Data excerpts:
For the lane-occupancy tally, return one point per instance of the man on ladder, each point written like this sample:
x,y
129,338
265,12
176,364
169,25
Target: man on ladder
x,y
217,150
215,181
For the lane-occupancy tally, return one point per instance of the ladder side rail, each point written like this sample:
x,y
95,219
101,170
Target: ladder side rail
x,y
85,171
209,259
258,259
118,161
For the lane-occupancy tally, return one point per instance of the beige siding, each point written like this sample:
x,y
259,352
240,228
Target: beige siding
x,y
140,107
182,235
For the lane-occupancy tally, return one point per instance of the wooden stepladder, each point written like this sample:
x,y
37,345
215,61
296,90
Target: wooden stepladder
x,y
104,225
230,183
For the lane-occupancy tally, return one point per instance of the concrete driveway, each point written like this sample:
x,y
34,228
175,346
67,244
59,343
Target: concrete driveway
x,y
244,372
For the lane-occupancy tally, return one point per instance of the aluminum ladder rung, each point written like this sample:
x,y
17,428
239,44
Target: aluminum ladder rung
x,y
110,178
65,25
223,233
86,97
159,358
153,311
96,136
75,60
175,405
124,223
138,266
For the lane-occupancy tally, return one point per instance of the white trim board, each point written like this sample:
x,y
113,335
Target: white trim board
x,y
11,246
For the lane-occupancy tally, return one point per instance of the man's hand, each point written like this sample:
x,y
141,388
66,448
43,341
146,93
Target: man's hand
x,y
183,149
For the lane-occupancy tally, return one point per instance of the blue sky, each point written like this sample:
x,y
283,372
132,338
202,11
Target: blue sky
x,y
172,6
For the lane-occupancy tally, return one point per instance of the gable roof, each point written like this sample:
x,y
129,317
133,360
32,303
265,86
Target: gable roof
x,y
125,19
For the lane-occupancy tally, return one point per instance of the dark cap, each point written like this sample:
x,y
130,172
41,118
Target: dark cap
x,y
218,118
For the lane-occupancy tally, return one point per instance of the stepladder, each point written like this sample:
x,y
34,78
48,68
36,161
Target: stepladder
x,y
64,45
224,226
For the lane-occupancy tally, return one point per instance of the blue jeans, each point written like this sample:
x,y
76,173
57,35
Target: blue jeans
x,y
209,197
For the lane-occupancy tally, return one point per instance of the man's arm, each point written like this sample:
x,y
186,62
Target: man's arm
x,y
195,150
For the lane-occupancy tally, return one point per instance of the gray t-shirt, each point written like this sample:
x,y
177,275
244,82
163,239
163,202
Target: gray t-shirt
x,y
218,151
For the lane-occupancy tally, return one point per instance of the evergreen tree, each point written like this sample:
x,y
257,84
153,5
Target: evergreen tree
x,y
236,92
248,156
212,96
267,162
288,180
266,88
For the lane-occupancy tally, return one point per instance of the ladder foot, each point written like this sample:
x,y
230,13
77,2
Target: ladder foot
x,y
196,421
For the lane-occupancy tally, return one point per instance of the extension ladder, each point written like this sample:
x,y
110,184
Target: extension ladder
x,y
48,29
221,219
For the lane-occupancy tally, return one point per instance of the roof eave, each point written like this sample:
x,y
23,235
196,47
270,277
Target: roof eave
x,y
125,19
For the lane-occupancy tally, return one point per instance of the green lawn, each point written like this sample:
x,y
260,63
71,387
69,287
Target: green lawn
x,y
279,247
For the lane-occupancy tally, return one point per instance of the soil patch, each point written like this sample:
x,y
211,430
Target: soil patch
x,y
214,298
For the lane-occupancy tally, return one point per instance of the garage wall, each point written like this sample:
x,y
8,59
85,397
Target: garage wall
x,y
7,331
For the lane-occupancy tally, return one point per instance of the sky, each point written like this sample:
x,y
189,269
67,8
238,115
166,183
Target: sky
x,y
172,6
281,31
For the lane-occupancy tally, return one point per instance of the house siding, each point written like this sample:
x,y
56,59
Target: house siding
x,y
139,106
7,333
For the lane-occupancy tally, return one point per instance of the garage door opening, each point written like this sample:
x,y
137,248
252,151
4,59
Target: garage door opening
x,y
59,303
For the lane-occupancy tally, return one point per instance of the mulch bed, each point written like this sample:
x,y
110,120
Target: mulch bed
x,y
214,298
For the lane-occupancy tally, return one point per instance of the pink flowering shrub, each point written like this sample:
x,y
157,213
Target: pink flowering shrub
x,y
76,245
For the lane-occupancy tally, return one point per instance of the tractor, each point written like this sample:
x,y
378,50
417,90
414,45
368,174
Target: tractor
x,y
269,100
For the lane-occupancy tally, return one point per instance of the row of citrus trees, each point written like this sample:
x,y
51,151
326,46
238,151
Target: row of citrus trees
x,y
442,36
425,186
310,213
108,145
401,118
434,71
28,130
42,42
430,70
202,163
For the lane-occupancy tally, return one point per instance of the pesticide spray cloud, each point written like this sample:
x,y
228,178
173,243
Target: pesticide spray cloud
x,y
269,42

→ **WHAT YOU WILL DO**:
Output all records exactly, with nothing added or dropped.

→ **ANSWER SECTION**:
For the lane-occupancy tally, return one point per instance of the man on ladder, each point written like this sample:
x,y
129,338
265,12
176,364
169,25
Target: man on ladder
x,y
217,150
215,181
For the lane-occupancy tally, return one point per instance of the ladder side rail, each point written like this sample:
x,y
95,219
101,170
Target: ladder side rail
x,y
85,171
209,259
258,259
118,161
For the lane-occupancy tally, return one point per instance of the beige siding, each point written like this sample:
x,y
259,352
240,228
Target: beige siding
x,y
140,107
182,235
For the lane-occupancy tally, return one point per instance of the wooden stepladder, each point written like this sample:
x,y
37,345
215,61
296,90
Target: wooden stepladder
x,y
104,225
230,183
For the lane-occupancy tally, return one point per instance of the concrete driveway, each point written like this sample:
x,y
34,228
175,346
67,244
59,343
Target: concrete driveway
x,y
244,372
For the lane-occupancy tally, return one point per instance of the aluminum ladder rung, each point written like this sample:
x,y
17,428
239,44
Target: aluminum ladder rung
x,y
110,178
65,25
223,233
86,97
159,358
153,311
96,136
75,60
175,405
124,223
138,266
For the lane-occupancy tally, return one point per instance of the white trim board, each point written like this sample:
x,y
113,335
Target: white trim board
x,y
11,246
For the lane-occupancy tally, return one point per instance of the man's hand, each point written like this sample:
x,y
141,388
66,448
43,341
146,93
Target: man's hand
x,y
183,149
For the lane-occupancy tally, return one point per instance of the blue sky, each point written like this sample:
x,y
283,372
132,338
202,11
Target: blue sky
x,y
172,6
For the lane-occupancy tally, return one point per instance of the gable roof, each point written like this sample:
x,y
129,317
133,360
32,303
265,86
Target: gable roof
x,y
125,19
For the lane-occupancy tally, return one point per instance of the dark cap, each point written like this sample:
x,y
130,172
41,118
Target: dark cap
x,y
218,118
For the lane-occupancy tally, return one point per instance of the stepladder, each point written like this sample:
x,y
34,78
48,68
36,161
Target: stepladder
x,y
64,45
224,226
For the lane-occupancy tally, return one point per instance of the blue jeans, each point written like this sample:
x,y
76,173
57,35
Target: blue jeans
x,y
209,197
For the lane-occupancy tally, return one point per instance of the man's arm, each point written like this sample:
x,y
186,62
Target: man's arm
x,y
195,150
For the lane-occupancy tally, return one point per instance of the gray t-shirt, each point written like this sample:
x,y
177,275
244,82
163,239
163,202
Target: gray t-shirt
x,y
218,151
For the lane-occupancy tally, return one point per instance of the evergreen tree, each point written like this sample:
x,y
257,84
153,5
Target: evergreen tree
x,y
236,92
248,156
212,96
267,162
288,180
266,88
For the lane-occupancy tally, return one point per instance of the ladder foot, each point written like this sample:
x,y
230,13
77,2
Target: ladder foot
x,y
196,421
For the lane-occupancy tally, return one point per instance of the extension ladder, each point written like this sample:
x,y
110,184
Target: extension ladder
x,y
48,29
221,219
For the lane-occupancy tally, return one point per instance of the roof eave, each point written like this sample:
x,y
23,235
196,47
270,277
Target: roof eave
x,y
125,19
For the lane-occupancy tally, return one point per instance of the green lawn, each point written like this sample:
x,y
260,63
71,387
69,287
Target: green lawn
x,y
279,247
For the lane-occupancy tally, return one point per instance of the soil patch, each point written like this sample:
x,y
211,430
Target: soil patch
x,y
214,298
For the lane-occupancy tally, return one point per instance of the garage wall, each point written like this sample:
x,y
8,59
85,397
Target: garage wall
x,y
7,331
For the lane-occupancy tally, return one point per instance of the sky, each point written like this sample:
x,y
189,269
67,8
238,115
166,183
Target: sky
x,y
172,6
281,31
For the lane-occupancy tally, return one point per instance of the house siding, each point written like this sample:
x,y
56,59
Target: house siding
x,y
139,106
7,333
For the lane-occupancy tally, return one point per instance of the garage door opening, each point written like this sample:
x,y
137,248
252,151
4,59
Target: garage door opening
x,y
59,303
For the lane-occupancy tally, return one point per instance of the mulch bed, each point written like this sample:
x,y
110,120
Target: mulch bed
x,y
214,298
For the lane-occupancy tally, return one point per instance of the pink flowering shrub, each point written like this sample:
x,y
157,213
Target: pink flowering shrub
x,y
76,245
For the lane-occupancy tally, return one point per instance of the tractor, each point written like this sample:
x,y
378,50
417,90
414,45
368,174
Target: tractor
x,y
269,100
For the lane-occupancy tally, return one point per instance of the row of citrus trees, each point written like this sample:
x,y
51,151
326,46
238,151
Target: row of citrus trees
x,y
442,36
425,186
310,213
108,145
401,118
434,71
28,130
42,42
430,70
202,163
For the lane-occupancy tally, return one point per instance of the pesticide spray cloud, each point written like this sample:
x,y
228,178
173,243
Target: pesticide spray cloud
x,y
269,42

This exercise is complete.